Pick out each line in the material below that contains the word "steel".

(Data drawn from a collection)
—————

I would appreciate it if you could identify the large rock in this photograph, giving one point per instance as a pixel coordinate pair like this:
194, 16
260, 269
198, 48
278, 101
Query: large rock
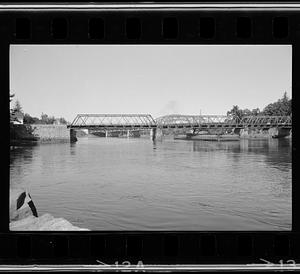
24, 217
45, 223
21, 204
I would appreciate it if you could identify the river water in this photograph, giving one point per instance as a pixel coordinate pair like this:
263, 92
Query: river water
135, 184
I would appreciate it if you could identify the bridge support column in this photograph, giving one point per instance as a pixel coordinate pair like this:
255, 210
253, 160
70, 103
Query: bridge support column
237, 131
153, 134
279, 132
73, 137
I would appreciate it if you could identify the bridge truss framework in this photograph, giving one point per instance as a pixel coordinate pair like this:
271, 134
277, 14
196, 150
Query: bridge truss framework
145, 121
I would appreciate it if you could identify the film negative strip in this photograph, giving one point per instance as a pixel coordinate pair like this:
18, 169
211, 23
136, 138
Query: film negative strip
150, 42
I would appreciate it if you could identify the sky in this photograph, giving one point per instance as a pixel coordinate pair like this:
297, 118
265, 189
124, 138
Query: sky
66, 80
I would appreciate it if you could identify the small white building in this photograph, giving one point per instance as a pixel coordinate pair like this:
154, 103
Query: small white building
57, 122
17, 118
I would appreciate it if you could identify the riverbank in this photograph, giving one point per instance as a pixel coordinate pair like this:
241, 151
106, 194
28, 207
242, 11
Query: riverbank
44, 223
25, 134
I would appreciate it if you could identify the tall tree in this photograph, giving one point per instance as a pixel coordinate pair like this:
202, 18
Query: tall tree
18, 107
283, 107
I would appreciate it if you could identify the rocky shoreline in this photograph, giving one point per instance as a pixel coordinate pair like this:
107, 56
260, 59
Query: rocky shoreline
24, 216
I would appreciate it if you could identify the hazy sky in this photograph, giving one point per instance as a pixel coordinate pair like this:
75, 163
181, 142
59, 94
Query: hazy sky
64, 80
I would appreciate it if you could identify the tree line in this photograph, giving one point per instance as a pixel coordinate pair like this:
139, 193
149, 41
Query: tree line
282, 107
28, 119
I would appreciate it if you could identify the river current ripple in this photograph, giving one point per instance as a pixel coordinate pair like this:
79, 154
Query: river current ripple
135, 184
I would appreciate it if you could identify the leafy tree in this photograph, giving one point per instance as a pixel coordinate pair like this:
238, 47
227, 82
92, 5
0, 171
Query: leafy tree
283, 107
18, 107
62, 121
235, 112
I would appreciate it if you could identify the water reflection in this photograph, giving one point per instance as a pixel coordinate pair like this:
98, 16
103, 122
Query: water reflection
137, 184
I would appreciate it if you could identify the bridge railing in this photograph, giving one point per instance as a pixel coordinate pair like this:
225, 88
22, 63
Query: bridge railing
229, 121
188, 120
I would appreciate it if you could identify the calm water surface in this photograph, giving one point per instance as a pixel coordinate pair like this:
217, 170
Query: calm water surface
133, 184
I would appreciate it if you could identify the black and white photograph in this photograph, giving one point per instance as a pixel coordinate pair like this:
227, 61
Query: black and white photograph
150, 138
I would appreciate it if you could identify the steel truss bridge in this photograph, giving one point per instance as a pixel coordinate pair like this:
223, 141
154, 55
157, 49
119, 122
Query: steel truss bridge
145, 121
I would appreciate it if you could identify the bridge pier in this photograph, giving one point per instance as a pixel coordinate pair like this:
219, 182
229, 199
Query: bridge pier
153, 134
73, 137
279, 132
237, 131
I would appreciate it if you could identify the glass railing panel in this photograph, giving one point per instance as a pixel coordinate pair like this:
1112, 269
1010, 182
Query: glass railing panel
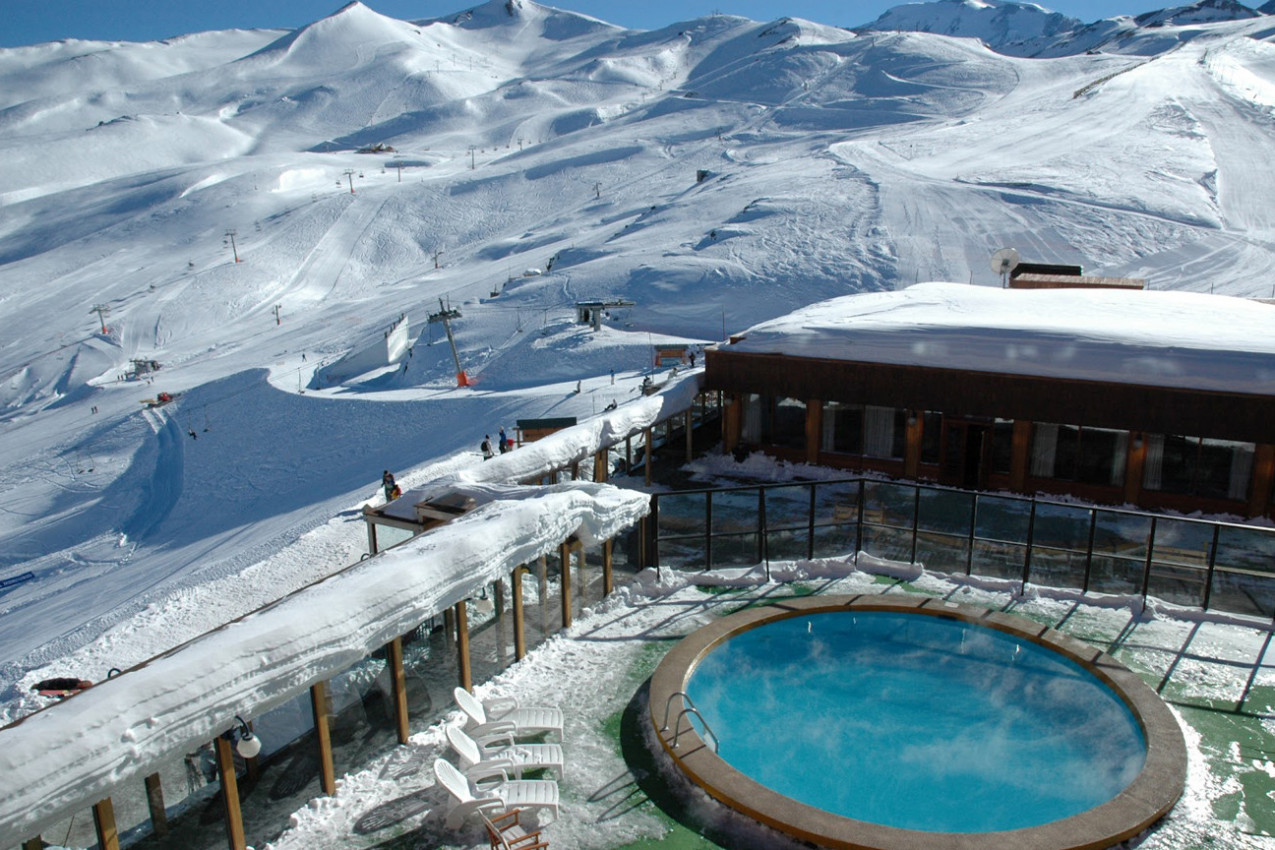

—————

- **The solution**:
I would appreciate it if you could identify the steel truss bridge in this photograph, giving one point per instance as a pixel coordinate pair like this:
Query: steel truss bridge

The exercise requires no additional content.